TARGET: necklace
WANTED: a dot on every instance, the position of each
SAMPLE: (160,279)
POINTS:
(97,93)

☆ ☆ ☆ ☆ ☆

Directions:
Retype the listing exactly, in full.

Solved problem:
TARGET: necklace
WANTED: a dot on every instance, the position of each
SAMPLE: (160,279)
POINTS:
(97,93)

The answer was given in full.